### TEXT SECTION
The number of reliable clades returned by GSCM is highly dependent on the merging order of the source trees. Although the GSCM only returns clades that are compatible with all source trees, we find that it likewise produces clades which are not supported by any of the source trees (bogus clades). Obviously, bogus clades do not necessarily have to be part of the supertree.

With the objective of improving the GSCM as a preprocessing method, we introduce new scoring functions, describe a new randomized GSCM algorithm, and show how to combine multiple GSCM results. Our new scorings increase the number of true positive clades by 5% while simultaneously reducing the number of false positive clades by 2%. Combining different scoring functions and randomization further increases the number of true positive clades by up to 18%. We find that combining a sufficient number of randomized GSCM trees is more robust than a single GSCM tree.

### DATASET CONTENT

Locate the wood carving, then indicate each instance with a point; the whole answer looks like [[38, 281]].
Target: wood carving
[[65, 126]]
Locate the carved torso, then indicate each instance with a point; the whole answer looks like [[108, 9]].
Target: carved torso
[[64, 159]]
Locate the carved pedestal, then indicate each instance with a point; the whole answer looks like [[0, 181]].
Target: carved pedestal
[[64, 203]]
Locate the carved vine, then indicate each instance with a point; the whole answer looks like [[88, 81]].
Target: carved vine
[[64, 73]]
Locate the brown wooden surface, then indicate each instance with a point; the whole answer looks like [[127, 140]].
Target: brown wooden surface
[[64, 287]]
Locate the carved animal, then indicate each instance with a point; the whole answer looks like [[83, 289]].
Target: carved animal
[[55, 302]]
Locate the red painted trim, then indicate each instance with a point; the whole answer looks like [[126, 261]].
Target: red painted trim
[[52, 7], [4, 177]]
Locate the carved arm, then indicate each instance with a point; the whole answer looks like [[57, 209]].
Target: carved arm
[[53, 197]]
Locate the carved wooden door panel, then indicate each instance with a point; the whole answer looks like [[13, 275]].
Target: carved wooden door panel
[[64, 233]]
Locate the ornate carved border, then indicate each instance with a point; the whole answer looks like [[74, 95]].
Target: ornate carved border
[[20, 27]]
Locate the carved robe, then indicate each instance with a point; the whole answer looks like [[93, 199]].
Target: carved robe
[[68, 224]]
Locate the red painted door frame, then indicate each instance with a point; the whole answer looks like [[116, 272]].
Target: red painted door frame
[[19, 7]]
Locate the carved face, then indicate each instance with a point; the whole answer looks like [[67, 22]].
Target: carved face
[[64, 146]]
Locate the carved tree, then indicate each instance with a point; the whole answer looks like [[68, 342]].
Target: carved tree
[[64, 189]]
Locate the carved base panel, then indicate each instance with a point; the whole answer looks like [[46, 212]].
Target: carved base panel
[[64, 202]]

### PROBLEM A
Answer these from the GSCM text:
(i) What does the text call clades that no source tree supports?
(ii) By how much do the new scorings reduce the number of false positive clades?
(iii) By up to what percentage does combining different scoring functions and randomization increase the number of true positive clades?
### PROBLEM B
List every contribution the GSCM text names in the sentence that begins "With the objective of improving the GSCM".

### EXERCISE ANSWER A
(i) Bogus clades.
(ii) By 2%.
(iii) By up to 18%.

### EXERCISE ANSWER B
- New scoring functions
- A new randomized GSCM algorithm
- A way to combine multiple GSCM results